◆ Provided records ◆
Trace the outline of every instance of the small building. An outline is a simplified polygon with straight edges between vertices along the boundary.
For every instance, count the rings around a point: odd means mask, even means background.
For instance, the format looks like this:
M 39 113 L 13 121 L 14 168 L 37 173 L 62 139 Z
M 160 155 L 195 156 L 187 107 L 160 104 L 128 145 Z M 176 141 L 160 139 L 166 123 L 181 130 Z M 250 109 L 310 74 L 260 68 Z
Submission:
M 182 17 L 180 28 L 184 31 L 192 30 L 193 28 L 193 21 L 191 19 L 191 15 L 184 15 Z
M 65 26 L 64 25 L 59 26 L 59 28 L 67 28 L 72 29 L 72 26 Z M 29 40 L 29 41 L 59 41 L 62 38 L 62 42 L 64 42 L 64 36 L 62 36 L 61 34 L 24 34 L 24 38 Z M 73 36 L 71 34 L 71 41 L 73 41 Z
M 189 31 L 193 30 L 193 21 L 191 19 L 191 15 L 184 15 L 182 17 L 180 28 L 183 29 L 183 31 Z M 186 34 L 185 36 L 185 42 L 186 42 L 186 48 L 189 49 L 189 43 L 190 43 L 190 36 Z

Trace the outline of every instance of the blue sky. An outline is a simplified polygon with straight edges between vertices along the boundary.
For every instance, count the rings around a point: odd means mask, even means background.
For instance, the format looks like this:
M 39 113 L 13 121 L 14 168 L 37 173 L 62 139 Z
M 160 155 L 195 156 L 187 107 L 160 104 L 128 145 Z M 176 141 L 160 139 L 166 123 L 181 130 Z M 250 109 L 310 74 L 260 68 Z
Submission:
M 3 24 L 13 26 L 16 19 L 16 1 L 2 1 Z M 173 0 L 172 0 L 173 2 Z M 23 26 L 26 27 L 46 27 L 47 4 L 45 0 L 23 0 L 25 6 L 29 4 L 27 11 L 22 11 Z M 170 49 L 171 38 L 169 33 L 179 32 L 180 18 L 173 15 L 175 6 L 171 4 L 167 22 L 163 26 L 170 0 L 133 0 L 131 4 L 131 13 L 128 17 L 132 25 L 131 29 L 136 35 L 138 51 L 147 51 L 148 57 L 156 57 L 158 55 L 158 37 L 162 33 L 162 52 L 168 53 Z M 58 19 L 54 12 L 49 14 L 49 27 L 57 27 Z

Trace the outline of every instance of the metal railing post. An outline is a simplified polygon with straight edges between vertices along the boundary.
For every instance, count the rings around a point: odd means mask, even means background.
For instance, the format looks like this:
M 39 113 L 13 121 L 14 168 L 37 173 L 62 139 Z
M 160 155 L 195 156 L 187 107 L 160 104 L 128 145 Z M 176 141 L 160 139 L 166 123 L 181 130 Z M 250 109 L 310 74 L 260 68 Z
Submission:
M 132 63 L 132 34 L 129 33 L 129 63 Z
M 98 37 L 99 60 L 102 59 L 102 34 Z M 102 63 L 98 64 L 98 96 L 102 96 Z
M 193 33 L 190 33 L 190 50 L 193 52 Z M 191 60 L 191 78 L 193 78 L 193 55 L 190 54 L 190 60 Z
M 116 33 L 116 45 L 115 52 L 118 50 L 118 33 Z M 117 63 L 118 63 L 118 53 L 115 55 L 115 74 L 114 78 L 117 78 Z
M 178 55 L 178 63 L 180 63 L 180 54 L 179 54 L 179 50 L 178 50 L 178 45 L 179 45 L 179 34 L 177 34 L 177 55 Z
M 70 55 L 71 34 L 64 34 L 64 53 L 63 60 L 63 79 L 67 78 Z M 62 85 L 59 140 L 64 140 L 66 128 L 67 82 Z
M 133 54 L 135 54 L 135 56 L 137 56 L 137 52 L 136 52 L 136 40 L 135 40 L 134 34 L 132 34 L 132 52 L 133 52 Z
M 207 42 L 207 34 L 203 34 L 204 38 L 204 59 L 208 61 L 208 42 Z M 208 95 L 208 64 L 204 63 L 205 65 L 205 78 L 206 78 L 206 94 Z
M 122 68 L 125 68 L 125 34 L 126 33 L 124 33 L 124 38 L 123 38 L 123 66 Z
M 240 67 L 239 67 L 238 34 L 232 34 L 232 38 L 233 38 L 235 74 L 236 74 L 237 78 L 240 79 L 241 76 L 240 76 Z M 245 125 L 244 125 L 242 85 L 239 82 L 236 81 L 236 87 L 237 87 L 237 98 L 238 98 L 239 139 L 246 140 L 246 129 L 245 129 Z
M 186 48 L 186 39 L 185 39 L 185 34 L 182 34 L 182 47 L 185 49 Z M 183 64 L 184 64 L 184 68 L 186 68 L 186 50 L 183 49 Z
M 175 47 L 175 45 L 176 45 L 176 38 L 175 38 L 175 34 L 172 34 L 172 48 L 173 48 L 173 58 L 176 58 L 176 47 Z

◆ Direction ◆
Reproduce all of the items above verbatim, character for character.

◆ Result ◆
Trace the outline of every instance of the small building. An outline is a simplified polygon with straight edges between vertices along the boundary.
For every instance, count the rings around a point: odd means mask, even means background.
For instance, the format looks like this:
M 39 113 L 13 121 L 14 168 L 37 173 L 62 139 Z
M 160 155 L 195 156 L 187 107 L 160 104 L 128 145 Z M 176 141 L 160 139 L 166 123 L 181 130 Z M 250 109 L 310 74 L 260 68 Z
Submission:
M 182 17 L 180 28 L 184 31 L 192 30 L 193 28 L 193 21 L 191 19 L 191 15 L 184 15 Z
M 65 26 L 64 25 L 59 26 L 59 28 L 67 28 L 72 29 L 72 26 Z M 29 40 L 29 41 L 59 41 L 62 38 L 62 42 L 64 42 L 64 36 L 62 36 L 61 34 L 24 34 L 24 38 Z M 73 36 L 71 34 L 71 41 L 73 41 Z
M 189 31 L 193 30 L 193 21 L 191 19 L 191 15 L 184 15 L 182 17 L 180 28 L 183 29 L 183 31 Z M 186 34 L 185 36 L 185 42 L 186 42 L 186 48 L 189 49 L 189 43 L 190 43 L 190 36 Z

Trace the outline of every instance of the blue sky. An outline is a simplified polygon with straight edges between vertices along the boundary.
For every instance, count the rings around a point: odd means mask, even means background.
For instance, the format looks like this:
M 39 113 L 13 121 L 14 168 L 37 173 L 62 139 Z
M 160 155 L 195 156 L 187 107 L 160 104 L 128 145 Z M 176 141 L 160 139 L 166 123 L 181 130 Z M 250 109 L 310 74 L 260 68 Z
Submission:
M 3 24 L 13 26 L 16 19 L 16 1 L 2 1 Z M 173 0 L 172 0 L 173 2 Z M 23 26 L 26 27 L 46 27 L 47 4 L 45 0 L 23 0 L 25 6 L 29 4 L 27 11 L 22 11 Z M 170 49 L 171 38 L 169 33 L 179 32 L 180 18 L 173 15 L 175 6 L 171 4 L 167 22 L 163 26 L 170 0 L 133 0 L 131 4 L 131 13 L 128 17 L 132 25 L 131 29 L 136 35 L 138 51 L 147 51 L 148 57 L 156 57 L 158 55 L 158 37 L 162 33 L 162 52 L 168 53 Z M 58 19 L 54 12 L 49 14 L 49 27 L 57 27 Z

Trace the outline of every instance of the metal railing post. An outline is a simplified polygon with straight edges between vertices along the boundary.
For every instance, count the rings around a point: odd means mask, even means background.
For instance, the format looks like this:
M 39 113 L 13 121 L 14 168 L 37 173 L 62 139 Z
M 160 155 L 195 156 L 187 107 L 160 104 L 128 145 Z M 176 141 L 160 139 L 166 123 L 181 130 Z M 250 109 L 310 74 L 260 68 Z
Submission:
M 132 63 L 132 34 L 129 33 L 129 63 Z
M 98 37 L 99 60 L 102 59 L 102 34 Z M 102 63 L 98 64 L 98 96 L 102 96 Z
M 193 33 L 190 33 L 190 50 L 193 52 Z M 191 60 L 191 78 L 193 78 L 193 55 L 190 54 L 190 60 Z
M 116 33 L 116 45 L 115 52 L 118 50 L 118 33 Z M 117 63 L 118 63 L 118 53 L 115 55 L 115 74 L 114 78 L 117 78 Z
M 178 55 L 178 63 L 180 63 L 180 54 L 179 54 L 179 50 L 178 50 L 178 45 L 179 45 L 179 34 L 177 34 L 177 55 Z
M 70 55 L 71 34 L 64 34 L 64 53 L 63 60 L 63 79 L 67 78 Z M 62 85 L 59 140 L 64 140 L 66 128 L 67 82 Z
M 133 54 L 135 54 L 135 56 L 137 56 L 137 52 L 136 52 L 136 40 L 135 40 L 134 34 L 132 34 L 132 52 L 133 52 Z
M 207 42 L 207 34 L 203 34 L 204 38 L 204 59 L 208 61 L 208 42 Z M 208 95 L 208 64 L 204 63 L 205 65 L 205 78 L 206 78 L 206 94 Z
M 122 68 L 125 68 L 125 34 L 126 33 L 124 33 L 124 38 L 123 38 L 123 66 Z
M 240 67 L 239 67 L 238 34 L 232 34 L 232 38 L 233 38 L 235 74 L 236 74 L 237 78 L 240 79 L 241 76 L 240 76 Z M 245 125 L 244 125 L 242 85 L 239 82 L 236 81 L 236 87 L 237 87 L 237 98 L 238 98 L 239 139 L 246 140 L 246 129 L 245 129 Z
M 186 48 L 186 39 L 185 39 L 185 34 L 182 34 L 182 47 L 185 49 Z M 183 64 L 184 64 L 184 68 L 186 68 L 186 50 L 183 49 Z
M 175 47 L 175 45 L 176 45 L 176 38 L 175 38 L 175 34 L 172 34 L 172 48 L 173 48 L 173 58 L 176 58 L 176 47 Z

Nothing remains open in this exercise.